Given instruction
Which lines in the records below contain the string "truck"? Report each of those lines in full.

[Rows from a box-labeling dataset]
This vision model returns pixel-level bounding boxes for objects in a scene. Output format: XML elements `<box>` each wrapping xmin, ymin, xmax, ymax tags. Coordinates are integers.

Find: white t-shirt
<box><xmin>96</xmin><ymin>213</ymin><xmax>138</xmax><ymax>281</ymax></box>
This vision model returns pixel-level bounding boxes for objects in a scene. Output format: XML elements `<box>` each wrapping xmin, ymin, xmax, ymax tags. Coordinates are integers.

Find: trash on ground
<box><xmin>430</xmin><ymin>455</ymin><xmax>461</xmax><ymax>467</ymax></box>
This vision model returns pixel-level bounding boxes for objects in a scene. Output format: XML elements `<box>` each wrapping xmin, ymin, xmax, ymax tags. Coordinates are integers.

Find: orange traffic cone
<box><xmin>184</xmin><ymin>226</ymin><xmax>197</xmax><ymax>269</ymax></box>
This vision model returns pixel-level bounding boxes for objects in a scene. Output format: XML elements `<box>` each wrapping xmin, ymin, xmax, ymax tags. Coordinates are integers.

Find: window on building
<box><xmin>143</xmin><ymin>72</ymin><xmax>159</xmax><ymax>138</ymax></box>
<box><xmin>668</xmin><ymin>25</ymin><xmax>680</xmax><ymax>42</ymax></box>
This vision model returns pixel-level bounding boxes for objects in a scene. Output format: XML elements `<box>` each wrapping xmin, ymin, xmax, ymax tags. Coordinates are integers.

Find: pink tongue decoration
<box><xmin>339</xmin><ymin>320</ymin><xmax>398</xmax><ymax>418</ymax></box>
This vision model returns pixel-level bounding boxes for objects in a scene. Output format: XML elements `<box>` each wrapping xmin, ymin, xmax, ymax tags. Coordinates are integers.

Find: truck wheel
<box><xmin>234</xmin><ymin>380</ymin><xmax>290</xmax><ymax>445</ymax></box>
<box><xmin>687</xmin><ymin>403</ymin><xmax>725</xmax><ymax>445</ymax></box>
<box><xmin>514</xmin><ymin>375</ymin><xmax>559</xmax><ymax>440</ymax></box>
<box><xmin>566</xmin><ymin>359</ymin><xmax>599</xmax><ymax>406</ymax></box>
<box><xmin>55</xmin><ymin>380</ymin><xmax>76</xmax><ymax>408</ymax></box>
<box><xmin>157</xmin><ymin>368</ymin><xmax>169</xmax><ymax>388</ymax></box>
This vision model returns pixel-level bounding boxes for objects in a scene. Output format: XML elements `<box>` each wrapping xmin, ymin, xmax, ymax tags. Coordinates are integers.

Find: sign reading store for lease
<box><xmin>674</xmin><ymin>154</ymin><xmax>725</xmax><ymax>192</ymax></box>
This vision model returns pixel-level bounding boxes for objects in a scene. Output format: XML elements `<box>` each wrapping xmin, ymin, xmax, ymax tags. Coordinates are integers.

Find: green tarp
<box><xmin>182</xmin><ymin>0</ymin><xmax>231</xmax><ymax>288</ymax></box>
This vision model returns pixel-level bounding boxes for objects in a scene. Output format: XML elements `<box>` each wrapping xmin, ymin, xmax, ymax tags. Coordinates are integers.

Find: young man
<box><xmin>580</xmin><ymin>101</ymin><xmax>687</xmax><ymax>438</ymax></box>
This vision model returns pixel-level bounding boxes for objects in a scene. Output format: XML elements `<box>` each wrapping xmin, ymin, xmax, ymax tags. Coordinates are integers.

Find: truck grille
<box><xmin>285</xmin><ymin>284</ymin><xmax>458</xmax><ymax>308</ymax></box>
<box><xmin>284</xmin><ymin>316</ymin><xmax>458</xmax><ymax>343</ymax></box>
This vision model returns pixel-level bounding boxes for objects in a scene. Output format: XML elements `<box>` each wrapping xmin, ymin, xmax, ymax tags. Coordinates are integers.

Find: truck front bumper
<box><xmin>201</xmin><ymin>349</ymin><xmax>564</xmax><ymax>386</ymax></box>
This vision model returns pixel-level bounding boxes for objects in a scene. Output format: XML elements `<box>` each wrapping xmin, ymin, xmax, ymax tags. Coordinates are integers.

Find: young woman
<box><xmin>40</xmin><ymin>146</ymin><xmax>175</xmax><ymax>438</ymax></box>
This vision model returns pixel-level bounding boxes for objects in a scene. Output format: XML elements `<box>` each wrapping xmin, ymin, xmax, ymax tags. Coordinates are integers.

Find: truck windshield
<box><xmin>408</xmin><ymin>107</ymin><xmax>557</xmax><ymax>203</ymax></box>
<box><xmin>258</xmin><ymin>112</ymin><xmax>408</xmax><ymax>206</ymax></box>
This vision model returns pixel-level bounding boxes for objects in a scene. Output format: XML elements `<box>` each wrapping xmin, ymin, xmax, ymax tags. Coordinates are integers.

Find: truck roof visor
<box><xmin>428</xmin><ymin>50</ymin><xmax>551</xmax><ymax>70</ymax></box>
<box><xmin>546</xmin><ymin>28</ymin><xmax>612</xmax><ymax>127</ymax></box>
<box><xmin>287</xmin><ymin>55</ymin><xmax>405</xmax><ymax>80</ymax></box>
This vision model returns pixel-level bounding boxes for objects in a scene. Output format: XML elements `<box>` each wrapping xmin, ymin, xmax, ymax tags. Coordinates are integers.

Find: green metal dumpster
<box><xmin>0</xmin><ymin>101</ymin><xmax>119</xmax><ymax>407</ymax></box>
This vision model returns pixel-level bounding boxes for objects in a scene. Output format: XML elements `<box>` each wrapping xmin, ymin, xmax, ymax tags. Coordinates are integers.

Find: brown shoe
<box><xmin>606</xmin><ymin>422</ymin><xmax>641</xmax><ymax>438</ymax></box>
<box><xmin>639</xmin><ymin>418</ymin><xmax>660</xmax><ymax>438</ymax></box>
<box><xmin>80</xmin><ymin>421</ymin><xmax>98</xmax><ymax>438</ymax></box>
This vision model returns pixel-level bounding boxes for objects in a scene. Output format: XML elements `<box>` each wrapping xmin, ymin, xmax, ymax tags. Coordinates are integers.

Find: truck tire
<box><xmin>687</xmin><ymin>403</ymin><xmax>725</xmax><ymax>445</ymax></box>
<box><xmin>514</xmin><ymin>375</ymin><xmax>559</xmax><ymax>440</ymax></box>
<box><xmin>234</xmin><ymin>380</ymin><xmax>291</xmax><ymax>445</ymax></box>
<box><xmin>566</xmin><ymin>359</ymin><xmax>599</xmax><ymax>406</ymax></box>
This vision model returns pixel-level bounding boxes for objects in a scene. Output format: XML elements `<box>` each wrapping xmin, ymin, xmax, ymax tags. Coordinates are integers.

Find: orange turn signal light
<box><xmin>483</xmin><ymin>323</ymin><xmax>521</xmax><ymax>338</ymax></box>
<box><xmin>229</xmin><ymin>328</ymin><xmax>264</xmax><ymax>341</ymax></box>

The solution
Find: truck wheel
Find: truck grille
Find: truck front bumper
Find: truck windshield
Find: truck roof visor
Find: truck tire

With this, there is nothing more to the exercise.